== RECORDS SUPPLIED ==
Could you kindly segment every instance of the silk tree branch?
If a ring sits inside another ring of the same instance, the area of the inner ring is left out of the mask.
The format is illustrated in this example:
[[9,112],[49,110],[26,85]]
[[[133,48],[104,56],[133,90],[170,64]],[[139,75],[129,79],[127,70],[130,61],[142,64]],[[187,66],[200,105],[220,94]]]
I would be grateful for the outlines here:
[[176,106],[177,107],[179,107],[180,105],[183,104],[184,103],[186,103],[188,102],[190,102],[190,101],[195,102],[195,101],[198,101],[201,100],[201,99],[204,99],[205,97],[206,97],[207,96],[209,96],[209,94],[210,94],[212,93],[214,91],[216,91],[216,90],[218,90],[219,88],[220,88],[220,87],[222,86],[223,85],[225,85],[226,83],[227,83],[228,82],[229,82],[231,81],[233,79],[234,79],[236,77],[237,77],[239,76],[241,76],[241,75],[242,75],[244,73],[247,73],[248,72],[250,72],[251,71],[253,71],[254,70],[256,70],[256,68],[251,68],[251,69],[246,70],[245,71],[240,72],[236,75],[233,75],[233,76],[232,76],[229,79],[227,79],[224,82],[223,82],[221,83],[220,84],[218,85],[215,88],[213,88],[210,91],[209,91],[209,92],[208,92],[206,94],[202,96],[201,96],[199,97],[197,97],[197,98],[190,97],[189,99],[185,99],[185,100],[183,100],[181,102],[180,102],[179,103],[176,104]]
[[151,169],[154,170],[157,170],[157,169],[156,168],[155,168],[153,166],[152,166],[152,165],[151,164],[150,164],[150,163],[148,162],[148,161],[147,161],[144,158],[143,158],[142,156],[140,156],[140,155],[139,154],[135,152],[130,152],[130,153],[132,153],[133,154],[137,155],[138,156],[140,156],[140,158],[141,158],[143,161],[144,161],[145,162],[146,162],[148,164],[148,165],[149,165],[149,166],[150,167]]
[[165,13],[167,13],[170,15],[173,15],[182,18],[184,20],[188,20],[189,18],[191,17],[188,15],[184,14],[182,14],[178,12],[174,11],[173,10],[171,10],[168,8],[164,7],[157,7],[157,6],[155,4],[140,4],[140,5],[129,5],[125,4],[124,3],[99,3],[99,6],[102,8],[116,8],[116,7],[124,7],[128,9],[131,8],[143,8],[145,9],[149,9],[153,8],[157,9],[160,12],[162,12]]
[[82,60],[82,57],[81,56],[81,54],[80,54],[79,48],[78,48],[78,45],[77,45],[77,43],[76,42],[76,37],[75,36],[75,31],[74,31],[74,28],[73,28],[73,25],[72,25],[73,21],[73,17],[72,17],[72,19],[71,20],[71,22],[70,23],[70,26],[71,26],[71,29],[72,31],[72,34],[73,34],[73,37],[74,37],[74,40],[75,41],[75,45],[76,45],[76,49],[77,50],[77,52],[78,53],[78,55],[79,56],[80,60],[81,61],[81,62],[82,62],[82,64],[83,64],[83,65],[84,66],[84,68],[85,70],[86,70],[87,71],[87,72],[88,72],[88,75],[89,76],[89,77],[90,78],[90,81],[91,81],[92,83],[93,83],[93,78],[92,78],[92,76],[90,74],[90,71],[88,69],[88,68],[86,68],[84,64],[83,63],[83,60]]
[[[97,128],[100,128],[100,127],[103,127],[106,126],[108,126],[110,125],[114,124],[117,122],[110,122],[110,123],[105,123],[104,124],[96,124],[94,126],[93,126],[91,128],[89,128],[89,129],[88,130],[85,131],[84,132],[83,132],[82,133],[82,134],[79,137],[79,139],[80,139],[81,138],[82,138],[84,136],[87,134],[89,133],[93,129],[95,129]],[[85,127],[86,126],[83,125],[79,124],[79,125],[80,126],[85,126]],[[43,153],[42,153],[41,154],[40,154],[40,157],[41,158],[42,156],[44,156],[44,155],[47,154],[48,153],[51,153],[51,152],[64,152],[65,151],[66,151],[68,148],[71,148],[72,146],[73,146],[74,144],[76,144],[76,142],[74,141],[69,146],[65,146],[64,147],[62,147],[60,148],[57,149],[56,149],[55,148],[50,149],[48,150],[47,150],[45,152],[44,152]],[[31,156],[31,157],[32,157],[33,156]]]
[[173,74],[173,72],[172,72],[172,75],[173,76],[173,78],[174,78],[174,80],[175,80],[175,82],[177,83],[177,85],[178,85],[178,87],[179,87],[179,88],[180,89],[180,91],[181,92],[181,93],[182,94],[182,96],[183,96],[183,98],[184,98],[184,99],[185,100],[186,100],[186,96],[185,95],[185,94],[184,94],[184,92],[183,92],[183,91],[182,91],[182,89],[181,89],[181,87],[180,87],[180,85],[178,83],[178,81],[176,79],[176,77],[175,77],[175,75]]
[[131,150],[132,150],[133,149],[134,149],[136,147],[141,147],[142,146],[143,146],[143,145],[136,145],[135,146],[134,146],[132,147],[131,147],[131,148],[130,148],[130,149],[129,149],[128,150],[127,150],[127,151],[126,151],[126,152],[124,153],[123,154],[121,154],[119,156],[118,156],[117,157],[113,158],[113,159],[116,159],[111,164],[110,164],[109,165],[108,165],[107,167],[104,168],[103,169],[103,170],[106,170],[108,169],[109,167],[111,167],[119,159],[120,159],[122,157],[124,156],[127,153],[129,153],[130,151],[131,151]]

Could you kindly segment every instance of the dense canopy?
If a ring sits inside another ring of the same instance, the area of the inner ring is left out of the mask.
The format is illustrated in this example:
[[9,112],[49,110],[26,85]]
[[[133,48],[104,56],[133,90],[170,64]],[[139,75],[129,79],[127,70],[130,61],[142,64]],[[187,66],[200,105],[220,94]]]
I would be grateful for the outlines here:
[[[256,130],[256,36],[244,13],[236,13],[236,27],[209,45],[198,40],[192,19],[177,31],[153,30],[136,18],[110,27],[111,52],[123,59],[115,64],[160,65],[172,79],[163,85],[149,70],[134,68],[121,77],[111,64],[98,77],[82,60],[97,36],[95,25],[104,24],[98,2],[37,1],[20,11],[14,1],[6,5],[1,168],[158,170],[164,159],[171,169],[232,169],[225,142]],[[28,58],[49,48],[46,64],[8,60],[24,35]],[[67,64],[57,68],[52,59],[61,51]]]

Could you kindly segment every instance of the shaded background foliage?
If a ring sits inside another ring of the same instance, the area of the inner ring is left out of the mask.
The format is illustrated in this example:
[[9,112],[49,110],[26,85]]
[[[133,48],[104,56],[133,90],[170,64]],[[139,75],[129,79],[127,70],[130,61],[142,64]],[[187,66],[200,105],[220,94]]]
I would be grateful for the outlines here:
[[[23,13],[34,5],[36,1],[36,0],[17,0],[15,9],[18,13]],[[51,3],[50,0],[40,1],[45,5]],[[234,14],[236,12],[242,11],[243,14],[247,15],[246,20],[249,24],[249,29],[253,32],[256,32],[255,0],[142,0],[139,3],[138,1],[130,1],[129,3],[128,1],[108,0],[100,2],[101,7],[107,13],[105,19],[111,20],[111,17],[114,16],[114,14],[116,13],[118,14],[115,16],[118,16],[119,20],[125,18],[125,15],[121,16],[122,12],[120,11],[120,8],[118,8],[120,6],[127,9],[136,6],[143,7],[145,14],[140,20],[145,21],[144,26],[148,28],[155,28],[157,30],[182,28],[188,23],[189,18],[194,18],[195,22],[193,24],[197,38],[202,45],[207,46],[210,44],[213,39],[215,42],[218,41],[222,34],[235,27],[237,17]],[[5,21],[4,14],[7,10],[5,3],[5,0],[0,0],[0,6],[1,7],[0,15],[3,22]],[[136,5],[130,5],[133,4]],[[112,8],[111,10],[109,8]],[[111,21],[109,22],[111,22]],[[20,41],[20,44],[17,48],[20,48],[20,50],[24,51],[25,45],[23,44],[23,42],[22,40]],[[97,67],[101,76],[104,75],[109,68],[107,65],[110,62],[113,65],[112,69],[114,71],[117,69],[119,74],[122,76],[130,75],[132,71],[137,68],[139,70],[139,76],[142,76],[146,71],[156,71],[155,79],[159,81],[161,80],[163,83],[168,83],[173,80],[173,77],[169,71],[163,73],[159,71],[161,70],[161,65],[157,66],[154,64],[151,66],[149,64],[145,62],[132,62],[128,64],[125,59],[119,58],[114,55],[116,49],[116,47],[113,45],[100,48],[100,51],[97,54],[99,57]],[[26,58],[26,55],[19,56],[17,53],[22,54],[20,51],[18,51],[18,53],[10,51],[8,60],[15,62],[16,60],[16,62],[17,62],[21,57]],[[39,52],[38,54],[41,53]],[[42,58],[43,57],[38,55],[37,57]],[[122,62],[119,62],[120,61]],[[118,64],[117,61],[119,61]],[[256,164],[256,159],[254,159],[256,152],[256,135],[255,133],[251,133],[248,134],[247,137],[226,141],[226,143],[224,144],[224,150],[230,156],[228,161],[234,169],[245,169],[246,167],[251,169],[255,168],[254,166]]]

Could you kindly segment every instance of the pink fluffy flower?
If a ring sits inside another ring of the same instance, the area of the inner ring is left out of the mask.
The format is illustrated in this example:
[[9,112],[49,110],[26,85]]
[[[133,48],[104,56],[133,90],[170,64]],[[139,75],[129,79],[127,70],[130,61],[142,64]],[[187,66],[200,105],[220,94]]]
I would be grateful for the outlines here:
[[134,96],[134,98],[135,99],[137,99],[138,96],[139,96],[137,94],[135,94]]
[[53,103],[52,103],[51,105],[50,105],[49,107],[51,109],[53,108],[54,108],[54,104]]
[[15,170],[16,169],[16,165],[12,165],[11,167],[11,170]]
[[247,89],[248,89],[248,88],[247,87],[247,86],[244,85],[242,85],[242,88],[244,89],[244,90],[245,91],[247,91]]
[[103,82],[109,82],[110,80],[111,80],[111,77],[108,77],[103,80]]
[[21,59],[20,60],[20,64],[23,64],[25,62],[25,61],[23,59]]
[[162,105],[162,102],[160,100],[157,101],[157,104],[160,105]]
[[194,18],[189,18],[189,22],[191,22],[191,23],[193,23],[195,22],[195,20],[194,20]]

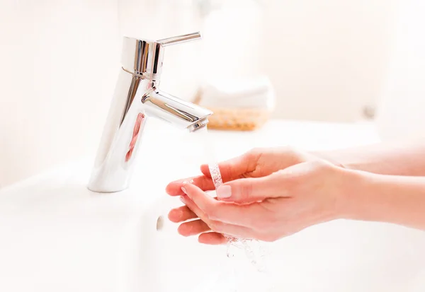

== CHALLENGE ==
Reproduce verbatim the lines from the line containing "Could you kindly segment every instance of the pink" to the line containing "[[103,82],[109,82],[110,80],[111,80],[111,77],[108,77],[103,80]]", including both of those lines.

== WORKED SOLUTION ==
Could you kindly segment every instance of the pink fluffy flower?
If a ring sits inside another ring of the same instance, the area of the inner ring is left out of the mask.
The format is illustrated in this example:
[[9,112],[49,110],[26,85]]
[[[133,48],[104,56],[133,90],[170,64]],[[139,75],[129,79],[127,70],[130,61],[142,64]],[[187,66],[200,105],[220,94]]]
I would be grateful for the outlines here:
[[134,96],[134,98],[135,99],[137,99],[138,96],[139,96],[137,94],[135,94]]
[[53,103],[52,103],[51,105],[50,105],[49,107],[51,109],[53,108],[54,108],[54,104]]
[[15,170],[16,169],[16,165],[12,165],[11,167],[11,170]]
[[247,89],[248,89],[248,88],[247,87],[247,86],[244,85],[242,85],[242,88],[244,89],[244,90],[245,91],[247,91]]
[[103,82],[109,82],[110,80],[111,80],[111,77],[108,77],[103,80]]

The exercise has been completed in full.